■ What to do
The stretch from the line with "railing in this photo." through the line with "person in this photo." in the records below: write it out exactly, and nothing else.

■ Working data
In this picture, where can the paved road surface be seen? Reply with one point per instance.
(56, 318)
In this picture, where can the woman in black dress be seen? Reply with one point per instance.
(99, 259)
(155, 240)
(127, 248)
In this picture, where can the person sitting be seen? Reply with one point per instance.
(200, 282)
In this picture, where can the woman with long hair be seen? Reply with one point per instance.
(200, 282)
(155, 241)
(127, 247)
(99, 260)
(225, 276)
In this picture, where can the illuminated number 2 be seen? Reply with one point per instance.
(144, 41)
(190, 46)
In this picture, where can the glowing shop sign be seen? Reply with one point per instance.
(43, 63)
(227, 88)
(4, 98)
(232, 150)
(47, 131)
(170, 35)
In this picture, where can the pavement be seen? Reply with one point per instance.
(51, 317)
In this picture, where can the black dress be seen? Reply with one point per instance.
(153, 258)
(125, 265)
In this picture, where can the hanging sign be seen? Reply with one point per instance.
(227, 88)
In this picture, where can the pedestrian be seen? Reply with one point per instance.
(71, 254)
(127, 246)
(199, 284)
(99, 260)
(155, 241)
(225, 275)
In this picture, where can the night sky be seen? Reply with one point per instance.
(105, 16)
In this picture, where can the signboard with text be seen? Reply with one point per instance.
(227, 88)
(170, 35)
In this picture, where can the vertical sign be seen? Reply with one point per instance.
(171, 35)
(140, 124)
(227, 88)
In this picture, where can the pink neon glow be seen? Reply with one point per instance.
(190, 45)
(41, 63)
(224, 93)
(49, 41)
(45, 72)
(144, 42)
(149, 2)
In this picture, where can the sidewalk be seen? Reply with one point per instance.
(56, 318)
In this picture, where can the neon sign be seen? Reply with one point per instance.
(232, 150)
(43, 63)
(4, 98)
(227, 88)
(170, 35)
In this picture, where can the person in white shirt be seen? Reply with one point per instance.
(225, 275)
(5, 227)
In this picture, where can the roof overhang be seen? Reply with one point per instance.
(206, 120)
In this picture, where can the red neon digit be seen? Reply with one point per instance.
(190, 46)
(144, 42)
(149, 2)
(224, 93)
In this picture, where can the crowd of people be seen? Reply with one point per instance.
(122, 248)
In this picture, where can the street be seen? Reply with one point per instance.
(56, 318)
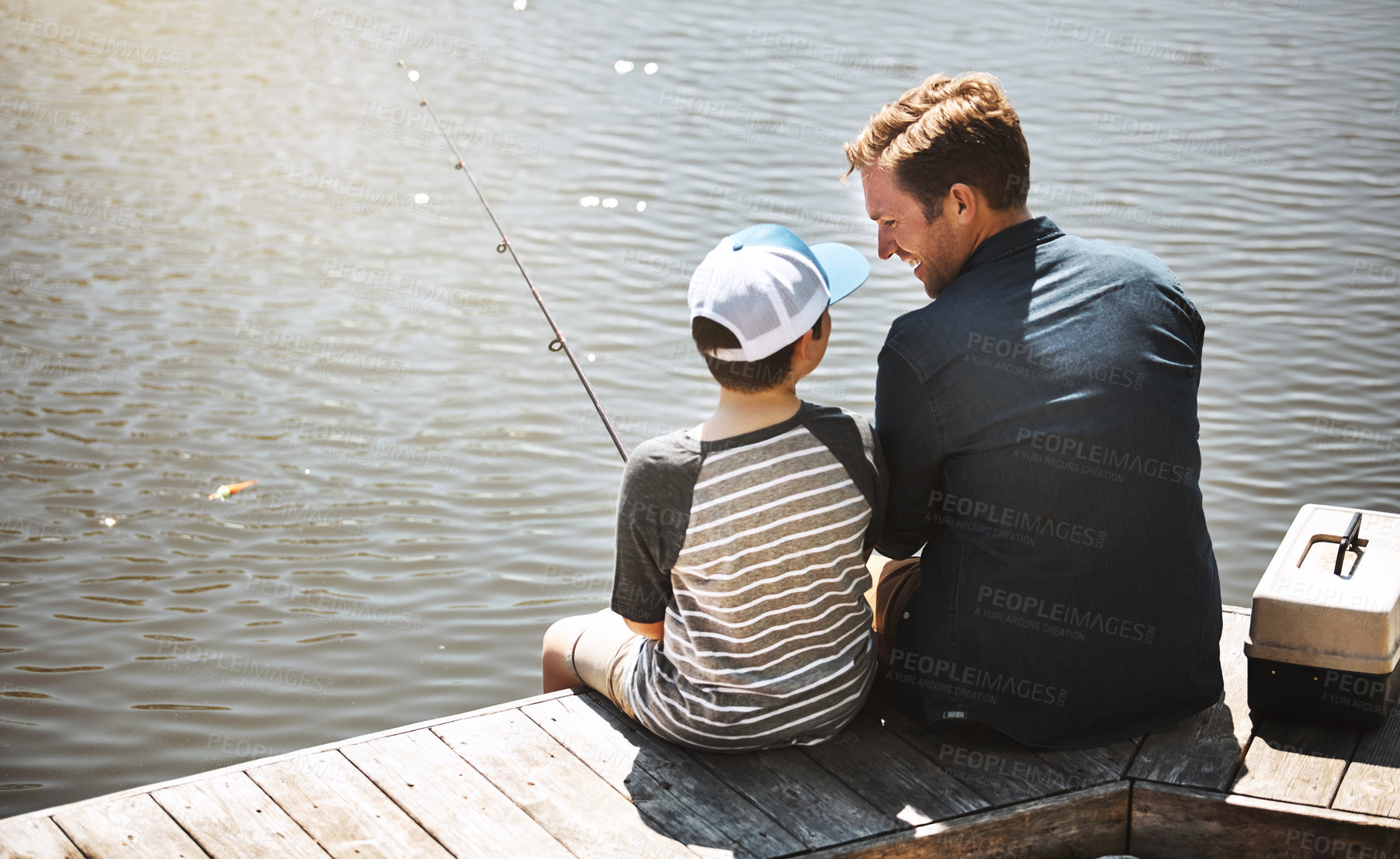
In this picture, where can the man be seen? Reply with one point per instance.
(736, 620)
(1039, 423)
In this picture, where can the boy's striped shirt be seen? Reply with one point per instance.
(752, 552)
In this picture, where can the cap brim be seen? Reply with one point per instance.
(846, 268)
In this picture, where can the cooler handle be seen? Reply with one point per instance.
(1349, 542)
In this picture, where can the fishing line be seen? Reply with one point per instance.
(557, 343)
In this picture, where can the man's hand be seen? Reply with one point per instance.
(651, 632)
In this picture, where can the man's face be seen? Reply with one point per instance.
(933, 248)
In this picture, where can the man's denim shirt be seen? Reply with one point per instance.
(1039, 423)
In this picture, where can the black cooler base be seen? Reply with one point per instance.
(1321, 695)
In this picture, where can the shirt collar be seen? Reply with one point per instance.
(1013, 240)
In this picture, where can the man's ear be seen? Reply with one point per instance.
(965, 202)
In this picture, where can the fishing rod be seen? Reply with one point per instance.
(557, 343)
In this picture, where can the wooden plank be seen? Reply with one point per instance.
(674, 792)
(449, 799)
(811, 802)
(343, 810)
(1171, 822)
(1083, 824)
(999, 768)
(553, 787)
(130, 826)
(36, 838)
(1204, 750)
(242, 766)
(1372, 780)
(230, 816)
(1095, 766)
(892, 775)
(1295, 763)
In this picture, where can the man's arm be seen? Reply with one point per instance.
(912, 438)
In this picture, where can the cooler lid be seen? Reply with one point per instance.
(1330, 597)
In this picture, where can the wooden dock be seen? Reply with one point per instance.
(566, 775)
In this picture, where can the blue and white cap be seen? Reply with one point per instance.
(769, 287)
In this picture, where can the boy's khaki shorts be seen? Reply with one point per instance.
(602, 653)
(893, 582)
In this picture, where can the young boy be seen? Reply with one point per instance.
(738, 618)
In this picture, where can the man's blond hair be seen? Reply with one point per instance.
(948, 130)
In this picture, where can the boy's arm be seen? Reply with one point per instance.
(653, 512)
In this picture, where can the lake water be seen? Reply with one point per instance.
(234, 248)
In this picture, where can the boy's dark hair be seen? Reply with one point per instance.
(745, 376)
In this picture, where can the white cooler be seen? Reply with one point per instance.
(1325, 634)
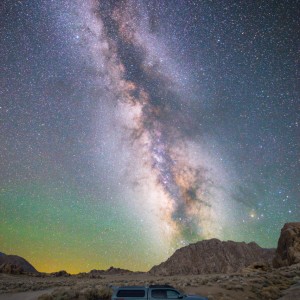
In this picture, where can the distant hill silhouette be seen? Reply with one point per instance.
(14, 264)
(213, 256)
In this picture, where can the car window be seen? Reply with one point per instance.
(159, 294)
(131, 293)
(164, 294)
(171, 294)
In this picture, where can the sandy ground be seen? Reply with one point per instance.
(250, 284)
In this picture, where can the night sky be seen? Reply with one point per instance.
(129, 129)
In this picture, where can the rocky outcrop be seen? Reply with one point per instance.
(110, 271)
(213, 256)
(11, 269)
(288, 249)
(13, 264)
(62, 273)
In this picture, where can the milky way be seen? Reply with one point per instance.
(132, 128)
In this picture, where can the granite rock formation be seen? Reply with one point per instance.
(13, 264)
(213, 256)
(288, 249)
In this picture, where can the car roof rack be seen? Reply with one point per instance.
(161, 286)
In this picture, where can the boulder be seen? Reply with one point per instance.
(213, 256)
(288, 249)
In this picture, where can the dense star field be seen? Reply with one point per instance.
(129, 129)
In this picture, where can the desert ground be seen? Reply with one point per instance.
(282, 283)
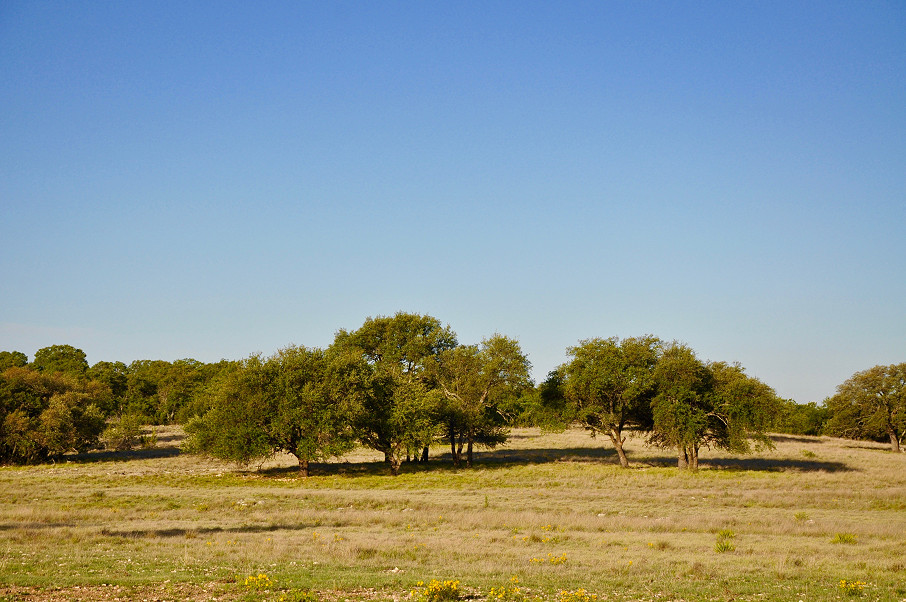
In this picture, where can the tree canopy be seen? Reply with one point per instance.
(611, 384)
(871, 404)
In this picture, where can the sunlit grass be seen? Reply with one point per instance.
(552, 510)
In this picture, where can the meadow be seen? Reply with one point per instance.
(550, 516)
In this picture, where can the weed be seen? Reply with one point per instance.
(258, 582)
(851, 588)
(725, 534)
(437, 591)
(579, 595)
(508, 593)
(724, 545)
(845, 538)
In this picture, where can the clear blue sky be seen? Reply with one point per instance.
(213, 179)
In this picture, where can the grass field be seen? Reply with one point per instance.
(815, 519)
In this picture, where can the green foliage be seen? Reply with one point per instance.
(12, 359)
(801, 418)
(477, 381)
(715, 405)
(60, 358)
(46, 414)
(544, 405)
(724, 541)
(437, 591)
(611, 383)
(283, 403)
(381, 371)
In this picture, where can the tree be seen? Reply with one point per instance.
(611, 384)
(476, 381)
(61, 358)
(872, 404)
(383, 378)
(801, 418)
(263, 407)
(115, 376)
(712, 405)
(46, 414)
(10, 359)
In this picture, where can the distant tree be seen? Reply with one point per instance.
(235, 427)
(384, 379)
(46, 414)
(262, 407)
(871, 404)
(742, 409)
(713, 405)
(544, 406)
(476, 381)
(12, 359)
(116, 376)
(610, 384)
(61, 358)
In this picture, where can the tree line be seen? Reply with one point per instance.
(403, 384)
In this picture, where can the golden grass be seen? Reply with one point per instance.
(646, 533)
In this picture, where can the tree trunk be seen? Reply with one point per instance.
(456, 459)
(894, 441)
(395, 463)
(618, 442)
(693, 457)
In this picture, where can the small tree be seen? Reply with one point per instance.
(610, 383)
(266, 406)
(12, 359)
(872, 404)
(61, 358)
(46, 414)
(475, 381)
(713, 405)
(680, 408)
(383, 378)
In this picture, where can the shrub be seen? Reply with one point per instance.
(437, 591)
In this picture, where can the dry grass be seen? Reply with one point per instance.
(153, 518)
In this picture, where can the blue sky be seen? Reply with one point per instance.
(213, 179)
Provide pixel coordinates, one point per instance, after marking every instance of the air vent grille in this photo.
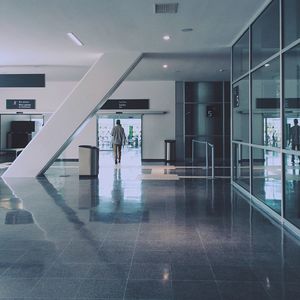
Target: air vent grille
(166, 8)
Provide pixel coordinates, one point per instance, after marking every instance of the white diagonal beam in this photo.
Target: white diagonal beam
(78, 108)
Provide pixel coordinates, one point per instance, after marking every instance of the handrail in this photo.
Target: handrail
(206, 155)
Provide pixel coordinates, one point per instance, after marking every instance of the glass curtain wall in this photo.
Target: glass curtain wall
(266, 111)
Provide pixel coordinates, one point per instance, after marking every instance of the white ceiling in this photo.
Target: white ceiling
(34, 36)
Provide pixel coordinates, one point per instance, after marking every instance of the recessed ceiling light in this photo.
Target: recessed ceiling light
(75, 39)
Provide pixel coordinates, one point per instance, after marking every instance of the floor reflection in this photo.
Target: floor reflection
(123, 237)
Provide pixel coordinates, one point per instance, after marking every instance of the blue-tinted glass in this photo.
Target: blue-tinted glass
(240, 110)
(240, 56)
(265, 34)
(266, 125)
(291, 21)
(266, 181)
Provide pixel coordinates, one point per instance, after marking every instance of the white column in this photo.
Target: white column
(103, 78)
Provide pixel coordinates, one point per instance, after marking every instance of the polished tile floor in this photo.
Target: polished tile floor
(123, 236)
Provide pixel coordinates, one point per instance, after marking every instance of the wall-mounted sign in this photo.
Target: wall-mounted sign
(126, 104)
(20, 104)
(22, 80)
(265, 103)
(210, 111)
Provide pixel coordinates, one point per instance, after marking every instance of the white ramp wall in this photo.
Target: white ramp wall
(72, 115)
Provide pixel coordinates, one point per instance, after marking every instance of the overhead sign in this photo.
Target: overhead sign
(20, 104)
(22, 80)
(126, 104)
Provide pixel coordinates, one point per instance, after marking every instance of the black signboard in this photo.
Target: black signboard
(22, 80)
(268, 103)
(126, 104)
(20, 104)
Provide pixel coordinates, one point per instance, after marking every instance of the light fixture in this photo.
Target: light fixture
(75, 39)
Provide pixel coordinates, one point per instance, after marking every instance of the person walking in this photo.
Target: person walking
(294, 138)
(118, 139)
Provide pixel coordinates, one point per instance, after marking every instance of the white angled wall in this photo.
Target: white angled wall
(156, 128)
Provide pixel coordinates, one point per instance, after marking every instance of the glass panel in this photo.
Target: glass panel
(241, 167)
(265, 34)
(267, 178)
(292, 98)
(240, 56)
(292, 192)
(240, 111)
(291, 21)
(266, 129)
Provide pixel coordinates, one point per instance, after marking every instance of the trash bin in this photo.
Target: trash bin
(88, 160)
(170, 150)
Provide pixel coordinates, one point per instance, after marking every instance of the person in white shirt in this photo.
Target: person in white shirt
(118, 139)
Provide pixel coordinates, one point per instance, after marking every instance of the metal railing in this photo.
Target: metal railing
(207, 144)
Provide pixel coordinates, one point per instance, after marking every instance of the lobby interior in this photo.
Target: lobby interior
(148, 228)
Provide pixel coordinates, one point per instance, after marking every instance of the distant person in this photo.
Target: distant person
(118, 139)
(294, 138)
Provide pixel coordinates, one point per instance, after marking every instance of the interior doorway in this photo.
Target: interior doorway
(132, 124)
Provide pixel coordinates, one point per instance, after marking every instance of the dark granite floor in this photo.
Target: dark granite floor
(120, 237)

■ Solution for this task
Provide pixel coordinates, one point per instance, after marking every instance of the metal railing in this photo.
Target: metal railing
(207, 144)
Provide pixel coordinates, one point per instance, after marking every instance of the lobby interior in this photo.
Target: lobby interior
(148, 228)
Provide pixel coordinates, one point per instance, after marking every instance of the distant person in this photo.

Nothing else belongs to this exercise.